**YOUR GOAL**
Print every line below without adding or leaving out a single word.

**PROVIDED RECORDS**
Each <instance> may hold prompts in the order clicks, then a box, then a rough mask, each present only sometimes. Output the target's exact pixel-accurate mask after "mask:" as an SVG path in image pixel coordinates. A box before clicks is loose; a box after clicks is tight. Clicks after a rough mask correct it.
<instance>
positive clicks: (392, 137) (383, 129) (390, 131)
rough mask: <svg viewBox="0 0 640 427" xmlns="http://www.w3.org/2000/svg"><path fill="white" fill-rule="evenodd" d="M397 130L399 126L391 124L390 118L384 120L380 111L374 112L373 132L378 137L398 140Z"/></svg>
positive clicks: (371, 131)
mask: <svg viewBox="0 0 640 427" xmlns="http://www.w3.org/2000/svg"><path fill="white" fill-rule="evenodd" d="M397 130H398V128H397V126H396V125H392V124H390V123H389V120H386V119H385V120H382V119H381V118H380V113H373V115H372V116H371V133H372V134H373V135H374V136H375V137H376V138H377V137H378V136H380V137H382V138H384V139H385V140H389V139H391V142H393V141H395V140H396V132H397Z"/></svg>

**YOUR RESPONSE**
Each <instance> may hold prompts in the order clicks, then a box, then a rough mask, each present only sometimes. Output the target's exact pixel-accurate mask after "mask:" as an SVG path in image pixel coordinates. A box before clicks is loose; a box after clicks is tight. Clicks after a rough mask correct it.
<instance>
positive clicks: (392, 137) (383, 129) (390, 131)
rough mask: <svg viewBox="0 0 640 427" xmlns="http://www.w3.org/2000/svg"><path fill="white" fill-rule="evenodd" d="M397 130L399 126L391 124L390 118L384 120L380 111L374 112L373 132L378 137L398 140Z"/></svg>
positive clicks: (371, 131)
mask: <svg viewBox="0 0 640 427" xmlns="http://www.w3.org/2000/svg"><path fill="white" fill-rule="evenodd" d="M397 130H398V128H397V126H396V125H392V124H390V123H389V120H386V119H385V120H382V119H381V118H380V113H373V115H372V116H371V133H372V134H373V135H374V136H375V137H376V138H377V137H378V136H380V137H382V138H384V139H385V140H389V139H391V142H393V141H395V140H396V132H397Z"/></svg>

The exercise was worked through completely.